# [Given data]
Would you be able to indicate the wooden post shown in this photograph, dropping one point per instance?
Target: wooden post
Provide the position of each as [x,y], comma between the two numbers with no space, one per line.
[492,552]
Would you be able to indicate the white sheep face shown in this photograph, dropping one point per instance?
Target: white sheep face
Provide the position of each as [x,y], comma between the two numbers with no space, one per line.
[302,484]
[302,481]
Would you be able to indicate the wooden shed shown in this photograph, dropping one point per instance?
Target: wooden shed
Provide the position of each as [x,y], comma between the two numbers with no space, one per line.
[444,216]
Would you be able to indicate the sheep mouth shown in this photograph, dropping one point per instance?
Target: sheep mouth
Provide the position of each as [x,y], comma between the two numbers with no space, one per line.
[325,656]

# [Your instructions]
Report each line above containing the string "instance".

# [Solved problem]
Would you be able to indicate the wooden post shown in this photograph, dropping one point per instance?
Would you be able to indicate the white sheep face shown in this photograph, dropping one point per instance?
Would you be able to indicate the wooden shed shown in this photograph, dropping one point per instance?
Would you be able to indicate the sheep mouth shown in this photograph, dropping one point per instance?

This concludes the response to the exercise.